Vorgegebener Text |
_____

Er kam vom KGB und hat sein Land von eben diesem befreit. Von innen heraus. Transparenz und Freiheit, statt staatliche Gewalt und Maulkorb. Er hat vielleicht nicht Russland selbst befreien können, er schaffte es auch nicht, den Kommunismus zu reformieren, aber er verhalf doch unglaublich vielen Millionen Menschen zu einem besseren Leben.
Es lebe Mr. Gorbatschow!
Als statt Joseph Ackermann der indisch stämmige Investmentbanker Anshu Jain ins Rampenlicht der Deutschen Bank trat, kam gleich die Frage auf: Ist das vielleicht ein Gorbatschow? Einer, der aus dem Zentrum des Raubtierkapitalismus eben diesen reformiert? Nachhaltigkeit sollte die Politik der Deutschen Bank mehr denn je bestimmen. Umwelt-Experten wurden geladen und bekamen publikumswirksam das Wort, als sie den Beginn des Nachhaltigkeitskapitalismus im Namen der Deutschen Bank propagierten.
Die F.A.Z. gerät über Jain aus anderen Gründen ins Schwärmen: „Wie kaum jemand sonst verkörpert Anshu Jain das Ideal des Hochleistungsmanagers: schnell denken, schnell entscheiden, keine Sperenzchen. Ausschweifungen sind nicht vorstellbar, jeder Schlendrian ist ihm ein Graus. Sein Führungsstil ist straff. Anshu Jain wird im Haus als „wahrer Anführer“ umschwärmt. Disziplin, Präzision und Ehrgeiz zeichnen ihn aus„ (F.A.Z., 7.10.2012)
Wow! Das ist ja toll: endlich wieder EIN FÜHRER! Der könnte die Wende herbeiführen…
„Die Nähe zur Natur ist der wahre Luxus“ wird Jains Frau im selben Artikel zitiert.
Und das will was heißen, denn mit Luxus kennt sich die Familie des Multimillionärs aus. Will sie ihren Luxus auch erhalten, gibt’s einen Hoffnungsschimmer mehr für die Natur!

_____

Gespeicherte Zeilen |
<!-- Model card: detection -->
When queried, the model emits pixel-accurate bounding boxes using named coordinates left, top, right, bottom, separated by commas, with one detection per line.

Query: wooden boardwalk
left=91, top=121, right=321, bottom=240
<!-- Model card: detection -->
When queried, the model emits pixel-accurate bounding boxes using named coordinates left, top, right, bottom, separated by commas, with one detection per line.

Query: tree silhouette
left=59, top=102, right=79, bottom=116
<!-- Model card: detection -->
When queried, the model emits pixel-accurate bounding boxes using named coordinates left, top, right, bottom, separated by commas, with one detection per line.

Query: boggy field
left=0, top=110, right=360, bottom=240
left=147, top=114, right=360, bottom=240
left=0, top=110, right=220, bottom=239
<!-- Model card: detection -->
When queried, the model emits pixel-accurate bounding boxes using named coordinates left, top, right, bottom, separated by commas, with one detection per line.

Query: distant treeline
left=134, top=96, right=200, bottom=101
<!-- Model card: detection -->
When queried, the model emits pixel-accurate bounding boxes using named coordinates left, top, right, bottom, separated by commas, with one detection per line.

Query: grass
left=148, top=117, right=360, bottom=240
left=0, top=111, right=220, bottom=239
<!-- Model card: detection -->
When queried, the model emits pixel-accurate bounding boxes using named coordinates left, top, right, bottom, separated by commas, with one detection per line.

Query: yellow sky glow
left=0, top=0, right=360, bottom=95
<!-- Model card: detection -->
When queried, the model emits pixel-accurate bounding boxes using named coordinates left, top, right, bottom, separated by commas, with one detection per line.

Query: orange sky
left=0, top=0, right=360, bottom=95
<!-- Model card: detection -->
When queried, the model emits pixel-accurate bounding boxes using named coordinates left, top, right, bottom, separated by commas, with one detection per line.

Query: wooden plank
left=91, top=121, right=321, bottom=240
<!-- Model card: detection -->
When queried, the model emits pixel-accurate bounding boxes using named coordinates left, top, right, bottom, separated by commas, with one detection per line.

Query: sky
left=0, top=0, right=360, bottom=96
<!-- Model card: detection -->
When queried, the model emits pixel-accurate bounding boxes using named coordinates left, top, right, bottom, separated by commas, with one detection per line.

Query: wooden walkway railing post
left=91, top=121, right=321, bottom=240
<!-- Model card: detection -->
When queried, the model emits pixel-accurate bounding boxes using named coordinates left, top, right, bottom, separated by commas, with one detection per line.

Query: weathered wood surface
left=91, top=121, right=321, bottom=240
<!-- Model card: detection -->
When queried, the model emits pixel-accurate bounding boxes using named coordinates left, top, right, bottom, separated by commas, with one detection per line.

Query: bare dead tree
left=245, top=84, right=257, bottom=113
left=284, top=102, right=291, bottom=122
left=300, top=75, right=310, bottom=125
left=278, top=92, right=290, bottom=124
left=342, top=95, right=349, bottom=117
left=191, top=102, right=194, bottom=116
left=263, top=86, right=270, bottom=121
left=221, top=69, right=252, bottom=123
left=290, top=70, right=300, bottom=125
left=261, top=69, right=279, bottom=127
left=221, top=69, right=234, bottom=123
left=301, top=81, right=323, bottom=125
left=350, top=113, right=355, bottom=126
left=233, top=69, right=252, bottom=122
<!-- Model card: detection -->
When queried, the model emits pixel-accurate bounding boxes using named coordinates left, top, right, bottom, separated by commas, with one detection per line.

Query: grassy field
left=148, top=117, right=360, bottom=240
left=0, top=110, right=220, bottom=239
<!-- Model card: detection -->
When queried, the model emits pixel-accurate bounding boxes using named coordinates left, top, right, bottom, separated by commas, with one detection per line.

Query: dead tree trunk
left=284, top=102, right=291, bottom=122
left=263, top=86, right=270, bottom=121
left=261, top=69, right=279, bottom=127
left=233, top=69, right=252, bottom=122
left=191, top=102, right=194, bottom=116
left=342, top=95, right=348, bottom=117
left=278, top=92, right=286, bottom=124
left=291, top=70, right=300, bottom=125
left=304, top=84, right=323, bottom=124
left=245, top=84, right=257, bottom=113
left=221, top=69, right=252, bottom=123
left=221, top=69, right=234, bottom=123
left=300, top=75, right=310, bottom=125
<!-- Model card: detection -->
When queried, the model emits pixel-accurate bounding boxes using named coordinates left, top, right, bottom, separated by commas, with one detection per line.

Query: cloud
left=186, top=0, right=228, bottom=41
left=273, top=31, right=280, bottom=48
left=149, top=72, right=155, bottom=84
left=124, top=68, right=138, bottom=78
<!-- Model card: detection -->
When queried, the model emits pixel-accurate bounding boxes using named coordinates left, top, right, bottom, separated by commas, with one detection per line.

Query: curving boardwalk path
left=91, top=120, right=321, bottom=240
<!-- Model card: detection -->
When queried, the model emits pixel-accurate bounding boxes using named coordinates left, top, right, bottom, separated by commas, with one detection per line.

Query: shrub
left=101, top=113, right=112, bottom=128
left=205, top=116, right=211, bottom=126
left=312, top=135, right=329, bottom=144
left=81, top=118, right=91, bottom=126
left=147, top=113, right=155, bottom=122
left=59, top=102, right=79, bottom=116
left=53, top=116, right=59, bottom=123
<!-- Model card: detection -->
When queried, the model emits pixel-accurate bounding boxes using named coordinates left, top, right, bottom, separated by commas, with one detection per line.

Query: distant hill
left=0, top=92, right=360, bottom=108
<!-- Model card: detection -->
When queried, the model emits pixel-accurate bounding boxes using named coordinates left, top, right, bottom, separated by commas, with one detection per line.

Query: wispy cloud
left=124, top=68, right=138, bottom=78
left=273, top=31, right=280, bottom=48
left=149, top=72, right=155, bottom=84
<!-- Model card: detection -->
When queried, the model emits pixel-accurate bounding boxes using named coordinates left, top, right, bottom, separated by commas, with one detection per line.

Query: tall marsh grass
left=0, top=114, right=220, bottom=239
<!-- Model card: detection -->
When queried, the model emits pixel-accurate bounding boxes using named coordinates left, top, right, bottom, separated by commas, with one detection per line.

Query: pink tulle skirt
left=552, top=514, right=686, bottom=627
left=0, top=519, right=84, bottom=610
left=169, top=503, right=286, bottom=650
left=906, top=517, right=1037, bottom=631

_____

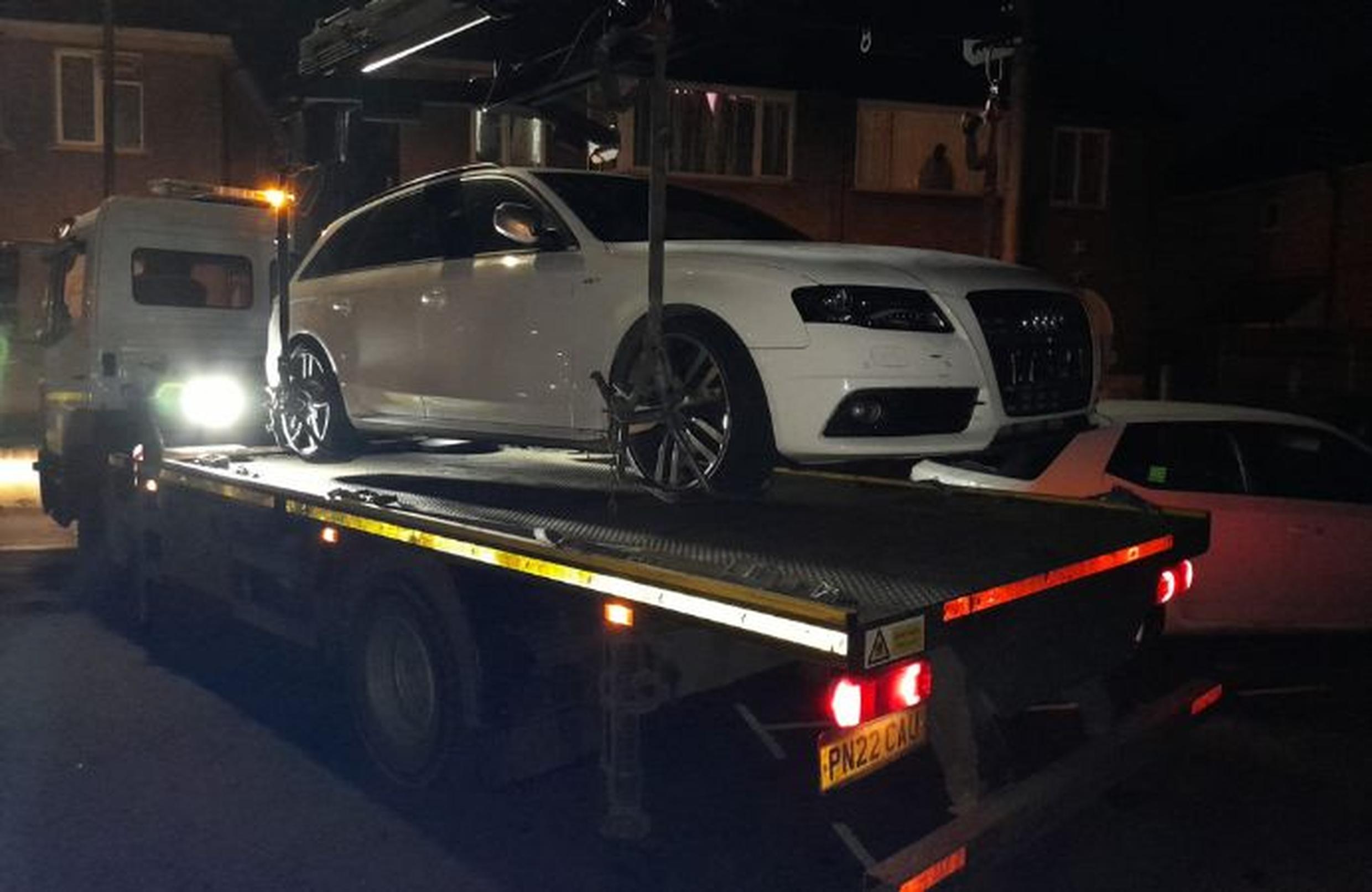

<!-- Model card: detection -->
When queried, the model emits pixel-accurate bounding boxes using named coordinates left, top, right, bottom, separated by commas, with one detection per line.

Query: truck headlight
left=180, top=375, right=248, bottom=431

_____

Setze den vorgegebenen Text über Anshu Jain und die Deutsche Bank fort, beginnend nach seinem letzten Satz.

Ergebnis |
Ich surfte stundenlang auf der Webseite der Deutschen Bank und las viel über das breite Spektrum des sozialen und ökologischen Engagements . „So ganz neu ist das Thema Nachhaltigkeit bei der Deutschen Bank nicht“, stellte ich fest. – „Die sind seit einiger Zeit schon unheimlich engagiert, wie es scheint“.
Allerdings interessierten mich doch die Details. Für mich blieb die Frage im Raum: Hat und hatte das soziale und ökologische Engagement nur einen Alibifunktion, um Reputationsschäden vorzubeugen, oder rückt es jetzt näher zu den Kernwerten der Deutschen Bank.
Die Presserklärung von Jürgen Fitschen und Anshu Jain vom 11.9.2012 wurde mir gemeinsam mit dem Nachhaltigkeitsbericht von der Pressstelle zugesandt.
Fragen wie: „Wie stark ist Ihr Nachhaltigkeitsteam? Hat es Kompetenzen, die ihm erlauben, Prozesse mitzugestalten, Produkte zu bewerten/ zu prüfen?“ waren von dieser „nicht beantwortbar“.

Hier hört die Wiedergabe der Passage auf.